> **EXERCICE PROPOSÉ 1**
Recopiez intégralement et à l'identique l'article sur les algues vertes.

Algues vertes : des déchets possiblement mortels
Cet été, des cadavres de sangliers ont été retrouvés en baie de Morieux (Côtes d'Armor), et ce à plusieurs reprises ; ils ont fait l'objet d'autopsies et d'analyses. Plusieurs hypothèses ont été examinées, notamment l’intoxication par l'hydrogène sulfuré (H2S), émanations d'algues en décomposition dans de la vase. Pour faire la lumière sur cette affaire, l’Ineris a été sollicité par le MEDDTL pour procéder notamment à une campagne de mesures afin d'évaluer les niveaux de concentration en H2S, liés à la fermentation des algues vertes, au sol (sur les dépôts d’algues). Sur son site web, l'Institut a publié hier ses conclusions...

(Données d'étiquetage par coordonnées)
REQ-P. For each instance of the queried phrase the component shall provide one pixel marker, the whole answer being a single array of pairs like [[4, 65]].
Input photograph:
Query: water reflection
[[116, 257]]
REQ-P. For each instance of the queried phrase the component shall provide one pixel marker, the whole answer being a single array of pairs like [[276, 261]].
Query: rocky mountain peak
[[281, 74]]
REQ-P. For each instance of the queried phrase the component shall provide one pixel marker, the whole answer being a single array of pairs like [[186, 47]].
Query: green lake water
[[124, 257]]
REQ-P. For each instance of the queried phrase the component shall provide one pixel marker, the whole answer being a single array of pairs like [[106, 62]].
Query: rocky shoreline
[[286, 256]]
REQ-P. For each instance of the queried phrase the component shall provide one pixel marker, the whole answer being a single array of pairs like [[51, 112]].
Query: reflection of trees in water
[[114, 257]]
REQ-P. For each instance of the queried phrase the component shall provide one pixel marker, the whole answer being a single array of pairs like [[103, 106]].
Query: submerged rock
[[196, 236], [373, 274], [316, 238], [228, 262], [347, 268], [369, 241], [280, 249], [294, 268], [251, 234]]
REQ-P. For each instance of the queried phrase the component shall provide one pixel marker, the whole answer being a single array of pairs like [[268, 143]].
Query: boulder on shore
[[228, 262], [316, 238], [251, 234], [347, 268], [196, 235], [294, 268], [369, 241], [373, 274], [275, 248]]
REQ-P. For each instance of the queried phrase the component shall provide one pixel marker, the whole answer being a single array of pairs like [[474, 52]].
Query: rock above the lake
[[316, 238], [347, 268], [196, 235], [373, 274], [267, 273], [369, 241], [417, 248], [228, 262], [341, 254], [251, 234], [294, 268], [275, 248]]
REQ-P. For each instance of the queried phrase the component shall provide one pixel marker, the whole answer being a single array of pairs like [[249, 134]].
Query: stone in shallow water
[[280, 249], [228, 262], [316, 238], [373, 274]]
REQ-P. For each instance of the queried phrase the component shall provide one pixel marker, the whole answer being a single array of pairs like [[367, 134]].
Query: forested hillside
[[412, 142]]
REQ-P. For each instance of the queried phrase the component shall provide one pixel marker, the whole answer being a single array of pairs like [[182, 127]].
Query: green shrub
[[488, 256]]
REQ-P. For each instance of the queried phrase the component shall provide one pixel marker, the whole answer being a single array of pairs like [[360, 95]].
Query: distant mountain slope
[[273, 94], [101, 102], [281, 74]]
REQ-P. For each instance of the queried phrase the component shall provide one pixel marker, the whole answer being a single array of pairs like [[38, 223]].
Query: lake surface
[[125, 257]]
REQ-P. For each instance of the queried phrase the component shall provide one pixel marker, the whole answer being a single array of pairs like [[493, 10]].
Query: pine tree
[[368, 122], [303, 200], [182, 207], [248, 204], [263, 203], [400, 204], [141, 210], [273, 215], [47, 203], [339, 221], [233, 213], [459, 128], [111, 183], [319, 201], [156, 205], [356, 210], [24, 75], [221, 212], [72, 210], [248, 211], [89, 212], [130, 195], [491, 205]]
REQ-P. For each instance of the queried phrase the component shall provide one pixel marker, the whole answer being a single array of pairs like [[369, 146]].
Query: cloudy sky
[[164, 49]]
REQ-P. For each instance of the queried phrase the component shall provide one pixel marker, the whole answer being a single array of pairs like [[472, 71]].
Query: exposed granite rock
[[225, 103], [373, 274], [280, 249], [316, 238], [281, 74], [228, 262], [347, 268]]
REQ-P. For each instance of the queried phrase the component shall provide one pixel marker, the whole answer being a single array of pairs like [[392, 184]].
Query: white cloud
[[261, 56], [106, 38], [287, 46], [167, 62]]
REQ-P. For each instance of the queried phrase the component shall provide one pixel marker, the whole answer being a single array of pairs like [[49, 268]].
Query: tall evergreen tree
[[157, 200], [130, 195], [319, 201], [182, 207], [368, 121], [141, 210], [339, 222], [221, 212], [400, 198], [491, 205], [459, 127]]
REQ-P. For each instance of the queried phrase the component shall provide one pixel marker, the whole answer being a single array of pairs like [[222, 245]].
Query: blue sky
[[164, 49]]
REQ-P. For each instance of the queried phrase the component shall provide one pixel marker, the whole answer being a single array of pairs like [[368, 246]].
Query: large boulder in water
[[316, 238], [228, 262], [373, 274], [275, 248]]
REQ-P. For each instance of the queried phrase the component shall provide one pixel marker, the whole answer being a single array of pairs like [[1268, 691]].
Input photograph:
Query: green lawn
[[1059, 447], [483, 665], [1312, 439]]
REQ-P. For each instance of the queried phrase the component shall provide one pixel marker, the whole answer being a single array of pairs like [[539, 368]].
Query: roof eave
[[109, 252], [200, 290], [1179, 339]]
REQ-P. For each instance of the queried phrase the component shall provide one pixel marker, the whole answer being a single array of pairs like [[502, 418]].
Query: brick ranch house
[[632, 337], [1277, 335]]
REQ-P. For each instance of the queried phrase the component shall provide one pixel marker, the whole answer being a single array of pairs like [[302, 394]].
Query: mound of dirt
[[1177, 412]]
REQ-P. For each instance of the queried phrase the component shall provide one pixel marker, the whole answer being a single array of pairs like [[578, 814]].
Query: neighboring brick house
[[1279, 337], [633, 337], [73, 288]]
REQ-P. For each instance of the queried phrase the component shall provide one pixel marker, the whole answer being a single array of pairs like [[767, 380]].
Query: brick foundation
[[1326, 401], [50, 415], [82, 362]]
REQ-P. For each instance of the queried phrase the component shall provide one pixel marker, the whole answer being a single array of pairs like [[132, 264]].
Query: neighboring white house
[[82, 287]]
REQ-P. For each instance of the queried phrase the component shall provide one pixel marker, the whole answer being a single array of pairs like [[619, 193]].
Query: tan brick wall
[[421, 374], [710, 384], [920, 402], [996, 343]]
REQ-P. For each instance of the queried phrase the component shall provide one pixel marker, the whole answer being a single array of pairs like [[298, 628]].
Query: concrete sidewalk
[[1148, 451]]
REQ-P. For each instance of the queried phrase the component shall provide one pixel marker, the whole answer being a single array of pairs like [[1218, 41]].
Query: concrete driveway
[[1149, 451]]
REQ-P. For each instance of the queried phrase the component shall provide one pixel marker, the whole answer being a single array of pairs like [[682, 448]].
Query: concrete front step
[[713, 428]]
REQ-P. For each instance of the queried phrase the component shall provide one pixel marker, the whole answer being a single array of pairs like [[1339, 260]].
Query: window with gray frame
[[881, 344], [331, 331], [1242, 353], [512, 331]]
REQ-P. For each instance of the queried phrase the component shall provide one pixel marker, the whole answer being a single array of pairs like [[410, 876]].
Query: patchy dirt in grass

> **EXERCICE PROPOSÉ 2**
Présentez en CSV à deux colonnes, intitulées « consigne » et « reponse », uniquement le tronçon des entrées allant de leur début jusqu'à la ligne contenant "[[114, 257]]", bornes incluses. Produisez une ligne par entrée, chaque champ entre guillemets, avec les sauts de ligne remplacés par des espaces.

> **RÉSULTAT ATTENDU 1**
Algues vertes : des déchets possiblement mortels
Cet été, des cadavres de sangliers ont été retrouvés en baie de Morieux (Côtes d'Armor), et ce à plusieurs reprises ; ils ont fait l'objet d'autopsies et d'analyses. Plusieurs hypothèses ont été examinées, notamment l’intoxication par l'hydrogène sulfuré (H2S), émanations d'algues en décomposition dans de la vase. Pour faire la lumière sur cette affaire, l’Ineris a été sollicité par le MEDDTL pour procéder notamment à une campagne de mesures afin d'évaluer les niveaux de concentration en H2S, liés à la fermentation des algues vertes, au sol (sur les dépôts d’algues). Sur son site web, l'Institut a publié hier ses conclusions...

> **RÉSULTAT ATTENDU 2**
consigne,reponse
"REQ-P. For each instance of the queried phrase the component shall provide one pixel marker, the whole answer being a single array of pairs like [[4, 65]]. Input photograph: Query: water reflection","[[116, 257]]"
"REQ-P. For each instance of the queried phrase the component shall provide one pixel marker, the whole answer being a single array of pairs like [[276, 261]]. Query: rocky mountain peak","[[281, 74]]"
"REQ-P. For each instance of the queried phrase the component shall provide one pixel marker, the whole answer being a single array of pairs like [[186, 47]]. Query: green lake water","[[124, 257]]"
"REQ-P. For each instance of the queried phrase the component shall provide one pixel marker, the whole answer being a single array of pairs like [[106, 62]]. Query: rocky shoreline","[[286, 256]]"
"REQ-P. For each instance of the queried phrase the component shall provide one pixel marker, the whole answer being a single array of pairs like [[51, 112]]. Query: reflection of trees in water","[[114, 257]]"